[Stored data entries]

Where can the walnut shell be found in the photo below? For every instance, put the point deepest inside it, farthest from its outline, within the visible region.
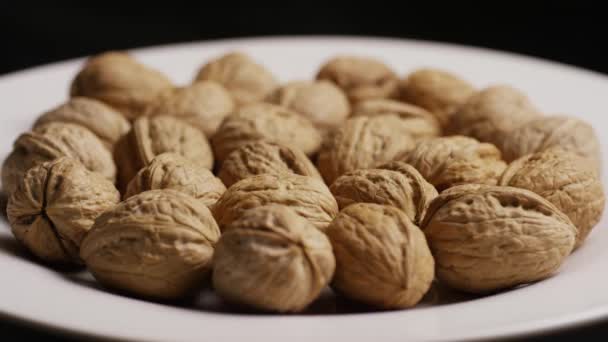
(309, 197)
(557, 176)
(245, 79)
(321, 102)
(203, 104)
(439, 91)
(151, 136)
(172, 171)
(105, 122)
(361, 78)
(51, 141)
(264, 121)
(487, 238)
(261, 157)
(448, 161)
(272, 259)
(363, 142)
(421, 123)
(157, 244)
(382, 258)
(492, 114)
(120, 81)
(54, 205)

▶ [Exercise brief] Could the data above be reproduced exactly, with the pictures left out?

▶ [Solved exercise]
Where can the walnut shell be found in the photo below? For every instance, put the point deepest inside it, farthest from its outline, within the visible region.
(309, 197)
(557, 176)
(245, 79)
(321, 102)
(203, 104)
(439, 91)
(151, 136)
(172, 171)
(105, 122)
(361, 78)
(51, 141)
(264, 121)
(487, 238)
(261, 157)
(448, 161)
(272, 259)
(363, 142)
(421, 123)
(157, 244)
(382, 258)
(492, 114)
(120, 81)
(54, 205)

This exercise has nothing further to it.